§ WORK ORDER
Print the whole listing below exactly, skipping every picture.

** LISTED RECORDS follows **

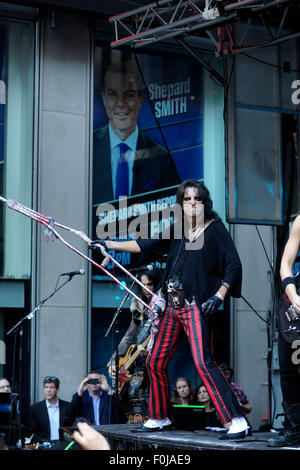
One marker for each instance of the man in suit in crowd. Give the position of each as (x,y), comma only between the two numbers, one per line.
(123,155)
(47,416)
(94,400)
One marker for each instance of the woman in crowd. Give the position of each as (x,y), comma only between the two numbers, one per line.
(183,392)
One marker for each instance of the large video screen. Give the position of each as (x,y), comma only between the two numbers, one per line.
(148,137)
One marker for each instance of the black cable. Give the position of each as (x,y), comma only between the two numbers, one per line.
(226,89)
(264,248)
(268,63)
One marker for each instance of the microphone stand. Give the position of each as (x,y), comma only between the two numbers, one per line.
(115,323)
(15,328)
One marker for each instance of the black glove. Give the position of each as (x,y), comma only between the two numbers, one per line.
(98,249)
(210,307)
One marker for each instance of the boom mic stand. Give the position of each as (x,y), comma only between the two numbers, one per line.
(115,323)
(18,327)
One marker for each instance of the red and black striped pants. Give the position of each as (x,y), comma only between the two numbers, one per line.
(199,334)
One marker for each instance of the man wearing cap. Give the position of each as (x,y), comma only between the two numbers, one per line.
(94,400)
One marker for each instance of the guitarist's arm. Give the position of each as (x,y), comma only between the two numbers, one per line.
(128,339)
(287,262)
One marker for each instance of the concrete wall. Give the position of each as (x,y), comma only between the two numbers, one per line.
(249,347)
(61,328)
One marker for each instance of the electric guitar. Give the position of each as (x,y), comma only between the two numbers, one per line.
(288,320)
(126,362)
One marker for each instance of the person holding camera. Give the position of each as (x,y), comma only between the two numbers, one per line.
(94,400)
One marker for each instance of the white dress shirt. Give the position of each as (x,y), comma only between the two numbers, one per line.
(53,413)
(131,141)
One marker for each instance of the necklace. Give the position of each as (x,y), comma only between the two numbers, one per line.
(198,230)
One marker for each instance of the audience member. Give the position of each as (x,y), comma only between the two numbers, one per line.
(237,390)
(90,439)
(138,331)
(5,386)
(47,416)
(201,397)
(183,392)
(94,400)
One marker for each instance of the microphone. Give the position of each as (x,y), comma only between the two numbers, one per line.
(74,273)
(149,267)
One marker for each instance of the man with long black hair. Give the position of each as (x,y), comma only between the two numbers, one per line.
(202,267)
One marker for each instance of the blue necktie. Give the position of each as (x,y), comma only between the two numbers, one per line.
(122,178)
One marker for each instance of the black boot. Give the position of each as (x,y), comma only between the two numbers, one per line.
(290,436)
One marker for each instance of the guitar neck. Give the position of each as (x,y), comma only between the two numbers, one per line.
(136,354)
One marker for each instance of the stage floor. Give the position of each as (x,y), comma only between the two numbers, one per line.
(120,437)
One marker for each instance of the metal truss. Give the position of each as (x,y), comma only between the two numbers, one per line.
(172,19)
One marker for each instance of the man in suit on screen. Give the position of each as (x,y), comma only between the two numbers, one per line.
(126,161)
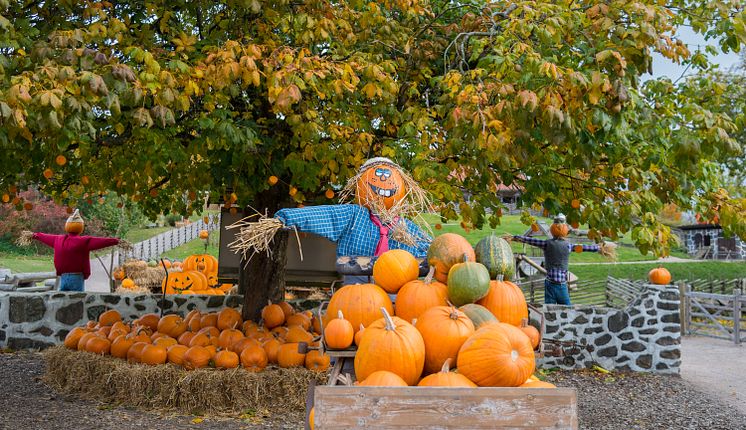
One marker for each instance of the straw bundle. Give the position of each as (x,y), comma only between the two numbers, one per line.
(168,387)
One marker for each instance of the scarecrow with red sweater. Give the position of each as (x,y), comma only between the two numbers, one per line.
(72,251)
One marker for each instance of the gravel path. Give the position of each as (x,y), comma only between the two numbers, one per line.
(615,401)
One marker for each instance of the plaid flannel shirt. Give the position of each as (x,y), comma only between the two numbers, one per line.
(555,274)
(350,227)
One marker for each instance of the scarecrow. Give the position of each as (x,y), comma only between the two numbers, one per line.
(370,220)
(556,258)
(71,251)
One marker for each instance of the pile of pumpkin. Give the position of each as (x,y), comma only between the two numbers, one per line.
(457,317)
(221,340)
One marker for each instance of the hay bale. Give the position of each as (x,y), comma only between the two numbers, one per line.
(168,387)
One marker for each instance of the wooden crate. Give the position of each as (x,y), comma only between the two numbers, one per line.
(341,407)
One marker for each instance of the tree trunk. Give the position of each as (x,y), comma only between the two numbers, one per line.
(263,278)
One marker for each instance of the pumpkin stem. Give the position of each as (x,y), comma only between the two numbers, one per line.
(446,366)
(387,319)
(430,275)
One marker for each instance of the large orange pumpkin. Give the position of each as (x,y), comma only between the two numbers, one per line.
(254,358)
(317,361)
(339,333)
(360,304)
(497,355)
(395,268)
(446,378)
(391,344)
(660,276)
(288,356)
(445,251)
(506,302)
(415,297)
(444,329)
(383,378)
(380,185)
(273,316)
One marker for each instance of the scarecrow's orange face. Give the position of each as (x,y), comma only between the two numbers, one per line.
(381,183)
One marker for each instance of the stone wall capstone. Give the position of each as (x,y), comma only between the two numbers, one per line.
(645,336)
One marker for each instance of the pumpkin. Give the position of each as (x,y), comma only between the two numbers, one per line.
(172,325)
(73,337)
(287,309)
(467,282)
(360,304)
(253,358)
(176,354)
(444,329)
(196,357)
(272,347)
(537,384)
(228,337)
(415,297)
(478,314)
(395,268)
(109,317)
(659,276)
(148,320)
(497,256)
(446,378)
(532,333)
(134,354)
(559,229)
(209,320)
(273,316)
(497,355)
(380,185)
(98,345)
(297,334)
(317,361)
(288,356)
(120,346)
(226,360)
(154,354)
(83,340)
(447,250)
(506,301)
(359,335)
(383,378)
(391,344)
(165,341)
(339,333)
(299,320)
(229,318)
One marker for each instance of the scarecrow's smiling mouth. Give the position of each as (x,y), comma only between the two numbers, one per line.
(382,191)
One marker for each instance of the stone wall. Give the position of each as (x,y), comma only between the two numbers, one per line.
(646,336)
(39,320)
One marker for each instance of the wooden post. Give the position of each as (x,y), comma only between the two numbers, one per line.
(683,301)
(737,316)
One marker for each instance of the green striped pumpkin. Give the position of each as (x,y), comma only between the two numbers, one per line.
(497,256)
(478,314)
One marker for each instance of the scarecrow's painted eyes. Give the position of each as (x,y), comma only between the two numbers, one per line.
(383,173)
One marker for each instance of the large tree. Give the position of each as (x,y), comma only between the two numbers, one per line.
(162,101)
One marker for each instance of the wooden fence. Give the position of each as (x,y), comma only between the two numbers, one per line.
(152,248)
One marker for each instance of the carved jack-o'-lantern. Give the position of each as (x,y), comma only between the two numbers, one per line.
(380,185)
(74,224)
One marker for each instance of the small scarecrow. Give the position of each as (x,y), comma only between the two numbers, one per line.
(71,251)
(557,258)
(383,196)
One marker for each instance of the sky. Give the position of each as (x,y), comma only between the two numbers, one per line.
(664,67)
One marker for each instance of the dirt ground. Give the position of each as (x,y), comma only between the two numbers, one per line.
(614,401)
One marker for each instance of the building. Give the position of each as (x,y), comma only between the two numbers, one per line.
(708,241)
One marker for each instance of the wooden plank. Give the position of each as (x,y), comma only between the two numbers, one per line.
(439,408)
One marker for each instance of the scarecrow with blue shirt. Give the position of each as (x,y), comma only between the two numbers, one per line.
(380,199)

** End of LISTED RECORDS **

§ SOLUTION
One marker for each instance of the man in suit in crowd. Give the position of each as (x,y), comma only between the two numbers, one per line.
(123,155)
(47,416)
(94,400)
One marker for each instance of the woman in crowd. Give the position of each as (x,y), comma only between the two numbers, one per line.
(183,392)
One marker for each instance of the large video screen. Give the position of each as (x,y), comma only between the two numbers, one per line.
(148,137)
One marker for each instance of the black cable. Give the position of each as (x,y), comma only between the two numbers, one per line.
(226,89)
(264,248)
(268,63)
One marker for each instance of the microphone stand. Give the position of each as (x,y), comma only between the two numbers, one per line.
(115,323)
(15,328)
One marker for each instance of the black glove. Give the position of each as (x,y), comma only between the two numbers, one per line.
(98,249)
(210,307)
One marker for each instance of the boom mic stand. Give the position of each as (x,y), comma only between the two numbers, one per line.
(115,323)
(18,327)
One marker for each instance of the red and black striped pants. Give the position of each as (x,y), comma only between the two numbers, one per line.
(199,334)
One marker for each instance of the man wearing cap. Give the position of each as (x,y), comma only between the two numbers, one per line.
(94,400)
One marker for each instance of the guitarist's arm. Give the position of each as (x,y), comma only between the two numbers, one per line.
(128,339)
(287,262)
One marker for each instance of the concrete wall. Give the position of each as (x,y), comma only between the two numbers, one per line.
(249,347)
(61,328)
One marker for each instance of the electric guitar. Give the position of each as (x,y), comma only between the two numbers, one per line.
(288,320)
(126,362)
One marker for each instance of the person holding camera. Give the position of each as (x,y), comma only between the two numbers, one per line.
(94,400)
One marker for each instance of the white dress shirt. Give the position of each as (x,y), comma only between the two numbers, one per line.
(53,413)
(131,141)
One marker for each instance of the necklace. Give the position of each as (x,y), comma only between the two numbers, one per line.
(198,230)
One marker for each instance of the audience member. Give the position of each as (x,y), comma only between the two numbers, one per line.
(237,390)
(90,439)
(138,331)
(5,386)
(47,416)
(201,397)
(183,392)
(94,400)
One marker for each instance of the microphone. Give the position of each as (x,y), comma only between the two numbers, one per line.
(74,273)
(149,267)
One marker for each instance of the man with long black hair. Give the position of each as (x,y), comma only between the two numbers, one per line.
(202,267)
One marker for each instance of the blue necktie. Give the position of each as (x,y), comma only between the two numbers, one per line.
(122,178)
One marker for each instance of the black boot. Give the position of each as (x,y), comma only between the two numbers, one per line.
(290,436)
One marker for each instance of the guitar neck. Give the position of each as (x,y), comma only between the two numbers, one per line.
(136,354)
One marker for each instance of the stage floor. Give the position of each as (x,y), comma only between the two numbers, one per line.
(120,437)
One marker for each instance of the metal truss. Give the position of each as (x,y), comma only between the two numbers, one per line.
(172,19)
One marker for each instance of the man in suit on screen. Give the position of each as (x,y), comma only between the two numbers, one per line.
(126,161)
One marker for each instance of the straw bundle. Give the position of each as (x,y), comma only between the two numbers, one per line.
(168,387)
One marker for each instance of the scarecrow with red sweater. Give the position of each as (x,y), comma only between the two numbers, one per line.
(72,251)
One marker for each instance of the gravel path. Give the position of each as (x,y), comma only between the two numbers, one per line.
(615,401)
One marker for each instance of the plaid flannel shirt. Give the position of each as (x,y), comma only between the two numbers, one per line.
(555,274)
(350,227)
One marker for each instance of the scarecrow. Give the position of each as (x,y), comma only between the two numbers, one per line.
(370,220)
(556,258)
(71,251)
One marker for each instance of the pile of pumpkin. Give the position of each as (x,y), comma only between the two numbers, one per line.
(457,317)
(221,340)
One marker for each instance of the hay bale. Give the position of each as (x,y), comma only between the two numbers, one per line.
(168,387)
One marker for each instance of the wooden crate. Give the position of each as (x,y), comma only between the two numbers, one per line.
(341,407)
One marker for each instance of the tree trunk. Give the position of each as (x,y), comma only between the two numbers, one per line.
(263,278)
One marker for each instance of the pumpkin stem. Give the position of each as (x,y), comma only between the two numbers, one per line.
(446,366)
(387,319)
(430,275)
One marker for each instance of the large orange pumpkin. Give the position of each as (x,y), comma only between the two numbers, one per line.
(254,358)
(317,361)
(339,333)
(360,304)
(497,355)
(395,268)
(446,378)
(391,344)
(660,276)
(288,356)
(445,251)
(506,302)
(415,297)
(444,329)
(383,378)
(380,185)
(273,316)
One marker for each instance of the scarecrow's orange face. Give the position of each as (x,y), comma only between the two numbers, one per line.
(381,183)
One marker for each instance of the stone wall capstone. Give the position of each as (x,y), comma only between the two numbers, one per line.
(645,336)
One marker for each instance of the pumpkin. Give the position of each as (x,y), comma only between the two numbers, one per line.
(172,325)
(73,337)
(287,309)
(467,282)
(360,304)
(253,358)
(176,354)
(444,329)
(196,357)
(272,347)
(537,384)
(228,337)
(415,297)
(478,314)
(395,268)
(109,317)
(659,276)
(148,320)
(497,256)
(446,378)
(532,333)
(134,354)
(559,229)
(209,320)
(273,316)
(497,355)
(380,185)
(98,345)
(297,334)
(317,361)
(288,356)
(120,346)
(226,360)
(154,354)
(83,340)
(447,250)
(506,301)
(359,335)
(383,378)
(391,344)
(165,341)
(339,333)
(299,320)
(229,318)
One marker for each instance of the scarecrow's smiling mouth. Give the position of each as (x,y), comma only between the two numbers, one per line.
(382,191)
One marker for each instance of the stone wall. Give the position of each as (x,y), comma only between the two numbers, one per line.
(646,336)
(39,320)
One marker for each instance of the wooden post. Give the position of each as (x,y), comma only between the two numbers, one per line.
(683,301)
(737,316)
One marker for each instance of the green striped pumpkin. Give the position of each as (x,y), comma only between the two numbers, one per line.
(497,256)
(478,314)
One marker for each instance of the scarecrow's painted eyes. Give the position of each as (x,y), comma only between the two numbers, one per line.
(383,173)
One marker for each instance of the large tree. Give the position of each as (x,y), comma only between the two numbers, one per line.
(162,101)
One marker for each instance of the wooden fence. Give the position of each as (x,y), comma only between the two numbers, one per line.
(152,248)
One marker for each instance of the carved jack-o'-lantern. Give the position of each as (x,y), comma only between the two numbers, one per line.
(380,185)
(74,224)
One marker for each instance of the small scarecrow. Give the position of each as (x,y), comma only between the two numbers, one per line.
(71,251)
(557,258)
(383,196)
One marker for each instance of the sky. Give the position of each as (x,y), comma only between the two numbers, one per line.
(664,67)
One marker for each instance of the dirt ground. Give the position of each as (x,y), comma only between the two numbers, one per line.
(614,401)
One marker for each instance of the building. Give the position of each as (x,y), comma only between the two numbers, one per line.
(708,241)
One marker for each instance of the wooden plank. Give the position of each as (x,y), comma only between the two numbers, one per line.
(439,408)
One marker for each instance of the scarecrow with blue shirt. Give the position of each as (x,y), comma only between the two numbers, one per line.
(380,199)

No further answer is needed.